- **DATA FOR THE TASK**:
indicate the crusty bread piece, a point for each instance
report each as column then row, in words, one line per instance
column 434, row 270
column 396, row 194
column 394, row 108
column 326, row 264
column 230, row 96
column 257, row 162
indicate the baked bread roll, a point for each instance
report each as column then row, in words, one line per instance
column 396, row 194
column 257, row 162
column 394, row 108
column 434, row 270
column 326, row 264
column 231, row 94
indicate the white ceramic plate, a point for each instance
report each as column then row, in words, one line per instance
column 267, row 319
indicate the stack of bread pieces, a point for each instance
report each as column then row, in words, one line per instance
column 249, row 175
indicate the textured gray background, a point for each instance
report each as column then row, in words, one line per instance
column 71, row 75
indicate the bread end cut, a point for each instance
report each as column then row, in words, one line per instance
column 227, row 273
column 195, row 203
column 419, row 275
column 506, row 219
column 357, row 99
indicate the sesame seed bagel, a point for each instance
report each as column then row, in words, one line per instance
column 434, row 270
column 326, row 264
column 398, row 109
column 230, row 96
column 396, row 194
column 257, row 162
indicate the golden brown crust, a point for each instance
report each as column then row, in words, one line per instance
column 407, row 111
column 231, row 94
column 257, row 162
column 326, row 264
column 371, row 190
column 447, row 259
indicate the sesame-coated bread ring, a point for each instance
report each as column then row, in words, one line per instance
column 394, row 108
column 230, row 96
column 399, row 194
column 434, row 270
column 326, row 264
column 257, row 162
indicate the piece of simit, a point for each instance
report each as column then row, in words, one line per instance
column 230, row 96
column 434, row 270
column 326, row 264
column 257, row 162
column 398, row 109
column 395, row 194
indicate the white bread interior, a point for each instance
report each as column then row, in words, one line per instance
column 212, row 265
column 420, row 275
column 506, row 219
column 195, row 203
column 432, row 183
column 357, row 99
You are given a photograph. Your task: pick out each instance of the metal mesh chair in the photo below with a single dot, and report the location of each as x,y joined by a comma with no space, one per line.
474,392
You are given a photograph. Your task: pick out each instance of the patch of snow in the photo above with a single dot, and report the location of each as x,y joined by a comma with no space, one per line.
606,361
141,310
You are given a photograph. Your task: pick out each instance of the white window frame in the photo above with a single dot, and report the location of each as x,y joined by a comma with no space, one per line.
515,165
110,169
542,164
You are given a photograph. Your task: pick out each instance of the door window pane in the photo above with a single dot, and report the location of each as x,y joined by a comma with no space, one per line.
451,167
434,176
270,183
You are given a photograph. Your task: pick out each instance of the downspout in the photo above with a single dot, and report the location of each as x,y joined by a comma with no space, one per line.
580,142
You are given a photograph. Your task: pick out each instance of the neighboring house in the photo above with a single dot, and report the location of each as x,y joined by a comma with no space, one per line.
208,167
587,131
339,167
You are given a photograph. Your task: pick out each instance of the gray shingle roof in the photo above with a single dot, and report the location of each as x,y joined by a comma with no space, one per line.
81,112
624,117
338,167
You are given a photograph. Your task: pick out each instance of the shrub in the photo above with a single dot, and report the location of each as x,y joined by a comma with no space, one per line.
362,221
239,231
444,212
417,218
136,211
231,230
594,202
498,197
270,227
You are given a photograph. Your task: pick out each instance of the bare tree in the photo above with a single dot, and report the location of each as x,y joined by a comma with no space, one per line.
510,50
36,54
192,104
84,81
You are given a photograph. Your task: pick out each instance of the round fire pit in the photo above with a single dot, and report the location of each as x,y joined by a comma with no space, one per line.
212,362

- **GOAL OF THE EXERCISE**: Turn every line of the entries above into a Markdown table with two columns, Row and Line, and leave out any blank lines.

- **ANSWER FOR THE TASK**:
| Row | Line |
|---|---|
| 1 | indicate the crusty bread piece, a point for each instance |
| 2 | report each as column then row, in words, one line per instance |
| 3 | column 434, row 270 |
| 4 | column 396, row 194 |
| 5 | column 394, row 108 |
| 6 | column 326, row 264 |
| 7 | column 230, row 96 |
| 8 | column 257, row 162 |
| 9 | indicate the baked bread roll, a point for each instance |
| 10 | report each as column then row, in words, one line per instance |
| 11 | column 396, row 194 |
| 12 | column 257, row 162 |
| 13 | column 394, row 108 |
| 14 | column 434, row 270 |
| 15 | column 326, row 264 |
| 16 | column 231, row 94 |
| 17 | indicate the white ceramic plate, a point for each instance |
| 18 | report each as column then row, in words, one line per instance |
| 19 | column 267, row 319 |
| 20 | indicate the stack of bread pieces, a point for each instance |
| 21 | report each as column then row, in words, one line per instance |
| 22 | column 249, row 175 |
| 23 | indicate the textured gray background, a point for each instance |
| 24 | report each as column then row, in words, one line per instance |
| 25 | column 71, row 75 |
| 26 | indicate the bread end cut, a point for each instance |
| 27 | report each as column then row, in words, one line per instance |
| 28 | column 227, row 273 |
| 29 | column 195, row 203 |
| 30 | column 419, row 275 |
| 31 | column 506, row 219 |
| 32 | column 357, row 99 |
| 33 | indicate the sesame seed bagel, a point for each instance |
| 34 | report each as column then row, in words, one line per instance |
| 35 | column 434, row 270 |
| 36 | column 326, row 264 |
| 37 | column 398, row 109 |
| 38 | column 230, row 96 |
| 39 | column 396, row 194 |
| 40 | column 257, row 162 |
| 41 | indicate the golden brown crust, a point for each instance |
| 42 | report each as column then row, in words, one line per instance |
| 43 | column 407, row 111 |
| 44 | column 231, row 94 |
| 45 | column 257, row 162 |
| 46 | column 326, row 264 |
| 47 | column 371, row 190 |
| 48 | column 447, row 259 |
| 49 | indicate the sesame-coated bread ring, a point for each instance |
| 50 | report each as column then row, in words, one line per instance |
| 51 | column 394, row 108 |
| 52 | column 230, row 96 |
| 53 | column 399, row 194 |
| 54 | column 434, row 270 |
| 55 | column 326, row 264 |
| 56 | column 257, row 162 |
| 57 | indicate the piece of simit, a point for each instance |
| 58 | report each as column then row, in words, one line per instance |
| 59 | column 230, row 96 |
| 60 | column 434, row 270 |
| 61 | column 326, row 264 |
| 62 | column 257, row 162 |
| 63 | column 398, row 109 |
| 64 | column 395, row 194 |
| 65 | indicate the white bread interior, a point for each instance |
| 66 | report each as column then row, in words, one line per instance |
| 67 | column 212, row 265 |
| 68 | column 420, row 275 |
| 69 | column 506, row 219 |
| 70 | column 195, row 203 |
| 71 | column 432, row 183 |
| 72 | column 357, row 99 |
| 73 | You are given a photograph. Your task: pick out each instance of the metal mesh chair in the photo below with a single dot, and report the location of each as x,y joined by a comma with no space, one per line. |
| 74 | 474,392 |
| 75 | You are given a photograph. Your task: pick out each instance of the patch of snow in the photo above with a single dot, and report the location of each as x,y joined by a comma with no space, one per line. |
| 76 | 606,361 |
| 77 | 141,310 |
| 78 | You are given a photograph. Your task: pick out each instance of the white window frame in the photo above with a single dot, and report the location of each as x,y joined by a comma with no space, one per line. |
| 79 | 515,165 |
| 80 | 110,169 |
| 81 | 542,164 |
| 82 | You are given a photograph. Your task: pick out each instance of the door window pane in the photo above with a single dot, and report the location of each as x,y joined by a comma with no space, one per line. |
| 83 | 451,167 |
| 84 | 434,176 |
| 85 | 270,183 |
| 86 | You are given a photograph. Your task: pick out each instance of the downspout in the photo above with a single dot, and report the location of each as x,y joined by a comma with no space, one per line. |
| 87 | 580,142 |
| 88 | You are given a photograph. Your task: pick out each instance of the neighboring house in the photo above with a single dot, and report the location of each as x,y joined by a comma with no space, one per line. |
| 89 | 208,167 |
| 90 | 587,131 |
| 91 | 339,167 |
| 92 | You are given a photograph. Your task: pick out each instance of the gray shingle roof in the photo above with a single dot, and report the location of each as x,y joined by a comma with no space, one per line. |
| 93 | 81,112 |
| 94 | 624,117 |
| 95 | 338,167 |
| 96 | You are given a photograph. Your task: pick out each instance of the shrub in the photo above with a single dot, and report the location of each as x,y joined by a comma with no space, one per line. |
| 97 | 362,221 |
| 98 | 239,231 |
| 99 | 444,212 |
| 100 | 417,218 |
| 101 | 136,211 |
| 102 | 231,230 |
| 103 | 594,202 |
| 104 | 498,197 |
| 105 | 270,227 |
| 106 | You are given a photograph. Your task: pick out each instance of the bare tree in the photo above with a single dot, and report the location of each as x,y joined by a comma with no space, one per line. |
| 107 | 510,50 |
| 108 | 36,54 |
| 109 | 192,104 |
| 110 | 84,81 |
| 111 | You are given a photograph. Your task: pick out each instance of the round fire pit in the photo above with a single dot, and report the location of each as x,y joined by a comma with no space, one per line. |
| 112 | 212,362 |